** Work to be completed **
Retype the listing exactly; omit pictures.
◆ ◆ ◆
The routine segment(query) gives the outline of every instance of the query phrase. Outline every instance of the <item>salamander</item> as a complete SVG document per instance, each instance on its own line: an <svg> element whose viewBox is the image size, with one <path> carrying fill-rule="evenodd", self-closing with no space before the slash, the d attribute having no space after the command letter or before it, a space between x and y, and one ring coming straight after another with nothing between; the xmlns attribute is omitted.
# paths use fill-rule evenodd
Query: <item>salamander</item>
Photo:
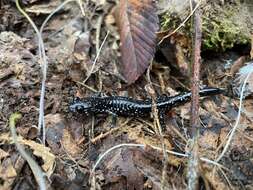
<svg viewBox="0 0 253 190"><path fill-rule="evenodd" d="M219 88L205 88L199 91L200 97L221 94ZM176 96L160 96L156 100L156 107L160 119L163 119L165 111L189 102L191 92L185 92ZM123 96L91 96L84 99L76 98L69 106L71 112L81 114L108 113L124 117L147 117L152 111L152 100L136 100Z"/></svg>

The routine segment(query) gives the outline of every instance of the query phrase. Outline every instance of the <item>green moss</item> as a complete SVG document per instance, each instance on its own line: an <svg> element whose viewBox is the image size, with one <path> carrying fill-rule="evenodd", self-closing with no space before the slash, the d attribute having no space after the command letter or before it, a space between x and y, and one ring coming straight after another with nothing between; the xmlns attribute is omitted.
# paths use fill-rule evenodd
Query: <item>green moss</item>
<svg viewBox="0 0 253 190"><path fill-rule="evenodd" d="M178 27L180 22L181 19L177 15L166 12L161 18L161 28L163 31L168 29L173 30Z"/></svg>
<svg viewBox="0 0 253 190"><path fill-rule="evenodd" d="M232 48L235 44L249 42L247 35L243 33L243 27L230 20L232 14L221 18L202 19L203 47L204 49L223 50Z"/></svg>
<svg viewBox="0 0 253 190"><path fill-rule="evenodd" d="M203 10L203 49L225 51L235 44L250 43L249 34L245 31L247 26L242 24L244 21L239 20L243 19L243 15L241 15L242 18L238 18L241 13L240 6L212 7L212 9ZM173 31L182 22L176 15L172 16L167 12L161 17L161 28ZM190 37L190 20L180 31Z"/></svg>

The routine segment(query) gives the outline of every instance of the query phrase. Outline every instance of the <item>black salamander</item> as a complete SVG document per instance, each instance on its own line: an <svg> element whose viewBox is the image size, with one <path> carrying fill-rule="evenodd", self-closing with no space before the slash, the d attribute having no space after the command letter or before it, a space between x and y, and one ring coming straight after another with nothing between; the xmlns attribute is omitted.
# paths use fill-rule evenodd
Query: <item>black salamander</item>
<svg viewBox="0 0 253 190"><path fill-rule="evenodd" d="M200 90L200 97L213 96L221 94L223 91L219 88L205 88ZM176 96L161 96L156 100L156 106L159 111L160 122L164 127L163 117L165 111L176 106L189 102L191 92L182 93ZM123 96L92 96L84 99L75 99L69 106L70 111L81 114L108 113L115 116L125 117L148 117L152 111L152 100L135 100Z"/></svg>

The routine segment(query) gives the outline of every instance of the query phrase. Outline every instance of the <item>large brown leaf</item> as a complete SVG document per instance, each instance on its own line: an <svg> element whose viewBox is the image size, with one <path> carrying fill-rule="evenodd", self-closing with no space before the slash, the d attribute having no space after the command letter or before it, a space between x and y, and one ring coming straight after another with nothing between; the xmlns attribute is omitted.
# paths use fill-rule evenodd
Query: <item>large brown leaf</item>
<svg viewBox="0 0 253 190"><path fill-rule="evenodd" d="M149 66L155 53L158 16L152 0L120 0L116 17L121 41L121 71L128 84Z"/></svg>

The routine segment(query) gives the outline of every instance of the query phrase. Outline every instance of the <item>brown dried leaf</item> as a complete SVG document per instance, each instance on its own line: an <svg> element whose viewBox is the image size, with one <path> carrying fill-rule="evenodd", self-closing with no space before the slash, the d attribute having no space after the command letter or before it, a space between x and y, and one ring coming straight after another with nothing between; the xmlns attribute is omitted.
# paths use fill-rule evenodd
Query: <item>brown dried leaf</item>
<svg viewBox="0 0 253 190"><path fill-rule="evenodd" d="M9 153L5 152L3 149L0 148L0 160L9 156Z"/></svg>
<svg viewBox="0 0 253 190"><path fill-rule="evenodd" d="M42 168L47 173L47 176L51 176L54 171L55 163L55 155L51 153L51 149L35 141L23 139L22 136L18 136L17 140L19 144L27 145L28 147L30 147L30 149L33 150L34 155L42 158L42 160L44 161ZM1 134L0 141L13 143L13 139L10 137L9 133Z"/></svg>
<svg viewBox="0 0 253 190"><path fill-rule="evenodd" d="M34 2L37 0L34 0ZM27 1L29 2L29 4L32 4L32 2L29 0ZM34 14L51 14L60 4L61 1L60 0L55 0L55 1L50 1L48 3L43 3L43 1L41 1L41 4L34 4L31 7L28 7L25 9L26 12L28 13L34 13ZM64 10L68 9L66 8L66 6L63 7Z"/></svg>
<svg viewBox="0 0 253 190"><path fill-rule="evenodd" d="M81 135L79 139L78 136L77 139L75 139L72 135L74 131L71 131L76 129L82 132L79 123L72 123L72 125L68 127L68 123L61 114L48 114L45 117L45 122L47 124L47 143L54 154L68 153L73 158L81 154L82 149L78 144L78 141L82 140Z"/></svg>
<svg viewBox="0 0 253 190"><path fill-rule="evenodd" d="M121 69L128 84L148 68L155 53L158 16L152 0L121 0L116 20L121 40Z"/></svg>
<svg viewBox="0 0 253 190"><path fill-rule="evenodd" d="M137 149L121 149L118 150L114 156L106 163L105 175L107 183L116 183L119 189L119 184L123 183L122 176L126 178L126 189L142 190L143 189L143 174L135 167L133 157L138 154ZM122 184L123 186L123 184ZM111 188L113 189L113 188Z"/></svg>
<svg viewBox="0 0 253 190"><path fill-rule="evenodd" d="M44 161L42 168L47 173L47 176L51 176L54 172L55 155L51 153L50 148L35 141L25 140L21 137L18 137L18 140L19 143L29 146L33 150L34 155L42 158Z"/></svg>
<svg viewBox="0 0 253 190"><path fill-rule="evenodd" d="M8 180L9 178L16 177L17 173L10 158L5 159L0 165L1 179Z"/></svg>

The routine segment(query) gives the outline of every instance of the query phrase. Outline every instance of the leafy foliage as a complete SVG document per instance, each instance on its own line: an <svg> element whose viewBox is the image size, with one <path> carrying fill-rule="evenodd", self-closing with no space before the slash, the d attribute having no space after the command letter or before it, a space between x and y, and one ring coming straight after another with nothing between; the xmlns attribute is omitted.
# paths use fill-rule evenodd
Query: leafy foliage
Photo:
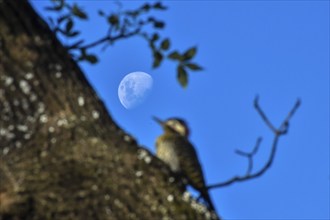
◆ ◆ ◆
** Exercise response **
The routine segment(query) gives the outline of every instance of the query phrase. Outline every instance of the <item>salamander</item> as a complete SVG document per instance, each instance on its own line: an <svg> element whose viewBox is the image size, with one <path> carrying fill-rule="evenodd", self-closing with no space before the slash, the d attribute having no space after the command letter or before it, a space between x and y, and one ring coming straight after another with nothing between; the xmlns attribute is omitted.
# paths use fill-rule evenodd
Query: <item>salamander</item>
Photo:
<svg viewBox="0 0 253 190"><path fill-rule="evenodd" d="M219 88L205 88L199 91L200 97L221 94ZM176 96L160 96L156 100L156 107L160 119L163 119L165 111L189 102L191 92L185 92ZM123 96L91 96L84 99L76 98L69 106L71 112L81 114L108 113L124 117L147 117L152 111L152 100L136 100Z"/></svg>

The routine segment(query) gives the outline of every instance of the query phrase. Outline every instance of the <item>green moss</item> as a complete SVG document per instance, each instance on its own line: an <svg> element whose viewBox is the image size, with one <path> carrying fill-rule="evenodd", self-closing with no space before the slash, the d attribute having no space after the command letter or before it, a space between x and y, and one ring coming straight after another with nothing between; the xmlns attribute is omitted.
# paths use fill-rule evenodd
Query: <item>green moss</item>
<svg viewBox="0 0 253 190"><path fill-rule="evenodd" d="M178 27L180 22L181 19L177 15L166 12L161 18L161 28L163 31L168 29L173 30Z"/></svg>
<svg viewBox="0 0 253 190"><path fill-rule="evenodd" d="M232 48L235 44L249 42L247 35L243 33L243 27L230 20L232 14L221 18L202 19L203 47L204 49L223 50Z"/></svg>
<svg viewBox="0 0 253 190"><path fill-rule="evenodd" d="M203 10L203 49L225 51L235 44L250 43L249 34L245 31L247 26L242 24L244 21L239 20L243 19L243 15L241 15L242 18L238 18L241 13L240 6L212 7L212 9ZM173 31L182 22L176 15L172 16L167 12L161 17L161 28ZM190 37L190 20L180 31Z"/></svg>

The routine segment(query) gives the outline of every instance of the query phrase. Outline every instance of the <item>black salamander</item> as a complete SVG document per instance, each instance on its own line: an <svg> element whose viewBox is the image size, with one <path> carrying fill-rule="evenodd", self-closing with no space before the slash, the d attribute having no space after the command letter or before it, a space between x and y, and one ring coming straight after another with nothing between; the xmlns attribute is omitted.
# paths use fill-rule evenodd
Query: <item>black salamander</item>
<svg viewBox="0 0 253 190"><path fill-rule="evenodd" d="M200 90L200 97L213 96L221 94L223 91L219 88L205 88ZM176 96L161 96L156 100L156 106L159 111L160 122L164 127L163 117L165 111L176 106L189 102L191 92L182 93ZM123 96L92 96L84 99L75 99L69 106L70 111L81 114L108 113L115 116L125 117L148 117L152 111L152 100L135 100Z"/></svg>

The routine segment(query) gives the outline of every instance of the query phrase. Outline every instance of the <item>large brown leaf</item> as a complete SVG document per instance, each instance on its own line: an <svg> element whose viewBox is the image size, with one <path> carrying fill-rule="evenodd", self-closing with no space before the slash, the d attribute having no space after the command letter or before it, a space between x and y, and one ring coming straight after another with nothing between; the xmlns attribute is omitted.
# paths use fill-rule evenodd
Query: <item>large brown leaf</item>
<svg viewBox="0 0 253 190"><path fill-rule="evenodd" d="M149 66L155 53L158 16L152 0L120 0L116 17L121 41L121 71L128 84Z"/></svg>

The routine segment(query) gives the outline of every instance of the query phrase. Outline every instance of the <item>brown dried leaf</item> as a complete SVG document per instance, each instance on its own line: an <svg> element whose viewBox is the image size, with one <path> carrying fill-rule="evenodd", self-closing with no space before the slash, the d attribute having no space after the command letter or before it, a space between x and y, and one ring coming straight after another with nothing between; the xmlns attribute is omitted.
# paths use fill-rule evenodd
Query: <item>brown dried leaf</item>
<svg viewBox="0 0 253 190"><path fill-rule="evenodd" d="M9 153L5 152L3 149L0 148L0 160L9 156Z"/></svg>
<svg viewBox="0 0 253 190"><path fill-rule="evenodd" d="M42 168L47 173L47 176L51 176L54 171L55 163L55 155L51 153L51 149L35 141L23 139L22 136L18 136L17 140L19 144L27 145L28 147L30 147L30 149L33 150L34 155L42 158L42 160L44 161ZM1 134L0 141L13 143L13 139L10 137L9 133Z"/></svg>
<svg viewBox="0 0 253 190"><path fill-rule="evenodd" d="M34 2L37 0L34 0ZM27 1L29 2L29 4L32 4L32 2L29 0ZM34 14L51 14L60 4L61 1L60 0L55 0L55 1L50 1L48 3L43 3L43 1L41 1L41 4L34 4L31 7L28 7L25 9L26 12L28 13L34 13ZM64 10L68 9L66 8L66 6L63 7Z"/></svg>
<svg viewBox="0 0 253 190"><path fill-rule="evenodd" d="M81 135L79 139L78 136L77 139L75 139L72 135L74 131L71 131L76 129L82 132L79 123L72 123L72 125L68 127L68 123L61 114L48 114L45 117L45 122L47 124L47 143L54 154L68 153L73 158L81 154L82 149L78 144L78 141L82 140Z"/></svg>
<svg viewBox="0 0 253 190"><path fill-rule="evenodd" d="M121 69L128 84L148 68L155 53L158 16L152 0L121 0L116 20L121 40Z"/></svg>
<svg viewBox="0 0 253 190"><path fill-rule="evenodd" d="M137 149L121 149L118 150L114 156L106 163L105 175L107 183L116 183L119 189L119 184L123 183L122 176L126 178L126 189L142 190L143 189L143 174L135 167L133 157L138 154ZM122 184L123 186L123 184ZM111 188L113 189L113 188Z"/></svg>
<svg viewBox="0 0 253 190"><path fill-rule="evenodd" d="M44 161L42 168L47 173L47 176L51 176L54 172L55 155L51 153L50 148L35 141L25 140L21 137L18 137L18 140L19 143L29 146L33 150L34 155L42 158Z"/></svg>
<svg viewBox="0 0 253 190"><path fill-rule="evenodd" d="M8 180L9 178L16 177L17 173L10 158L5 159L0 165L1 179Z"/></svg>

The routine segment(query) gives the outline of every instance of the query phrase. Outline every instance of the leafy foliage as a complete SVG document per instance, each instance on its own line: an <svg> element whose viewBox is the image size, with one <path> carrying fill-rule="evenodd", self-closing with no space before the slash, the d attribute having no space after the command letter or before it, a space between x and y, and one ring coming straight after another with nothing between; the xmlns attribute is omitted.
# paths use fill-rule evenodd
Query: leafy foliage
Photo:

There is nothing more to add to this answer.